_ACTIVITY A_:
Name every track mentioned in the passage about Lyndhurst.
_ACTIVITY B_:
From the passage about Lyndhurst, copy out the part between "Lyndhurst is a" and "and Birdsville Tracks.", inclusive.
_ACTIVITY C_:
Answer these questions using the passage about Lyndhurst:
(i) In what year did Lyndhurst begin as a railway siding?
(ii) Who were the original inhabitants of the area?
(iii) How far north of the town is Marree?

Lyndhurst is a town in north-east South Australia which is at the crossroads of the Strzelecki Track and the Oodnadatta Track. It began as a railway siding in 1878.

==History==
The original inhabitants of the area were the Aboriginal nation of the Kuyani people.

The town is at the southern end of the Strzelecki Track, whose northern end is at Innamincka. It was once a station on the original train route north known as the Great Northern Railway that was planned to reach Darwin, but only ever made it to Alice Springs. This railway line became known as the Ghan, and the last train ran along it in 1980. The route was always subject to the weather and wash outs, and a more permanent route has been constructed some 200 km to the west, and subsequently extended to Darwin in 2003. 80 km to the north is Marree, a small town that is at the junction of the Oodnadatta and Birdsville Tracks.

_EXCERPTED RECORDS_:
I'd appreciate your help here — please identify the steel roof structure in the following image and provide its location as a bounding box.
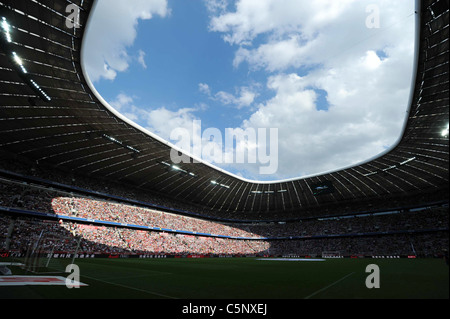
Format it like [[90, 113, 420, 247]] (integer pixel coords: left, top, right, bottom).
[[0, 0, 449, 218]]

* * *

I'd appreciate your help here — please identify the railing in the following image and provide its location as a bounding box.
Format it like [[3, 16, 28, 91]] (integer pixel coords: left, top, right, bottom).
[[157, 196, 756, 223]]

_EXERCISE OUTPUT A_:
Strzelecki Track
Oodnadatta Track
Birdsville Track

_EXERCISE OUTPUT B_:
Lyndhurst is a town in north-east South Australia which is at the crossroads of the Strzelecki Track and the Oodnadatta Track. It began as a railway siding in 1878.

==History==
The original inhabitants of the area were the Aboriginal nation of the Kuyani people.

The town is at the southern end of the Strzelecki Track, whose northern end is at Innamincka. It was once a station on the original train route north known as the Great Northern Railway that was planned to reach Darwin, but only ever made it to Alice Springs. This railway line became known as the Ghan, and the last train ran along it in 1980. The route was always subject to the weather and wash outs, and a more permanent route has been constructed some 200 km to the west, and subsequently extended to Darwin in 2003. 80 km to the north is Marree, a small town that is at the junction of the Oodnadatta and Birdsville Tracks.

_EXERCISE OUTPUT C_:
(i) 1878
(ii) The Kuyani people, an Aboriginal nation
(iii) 80 km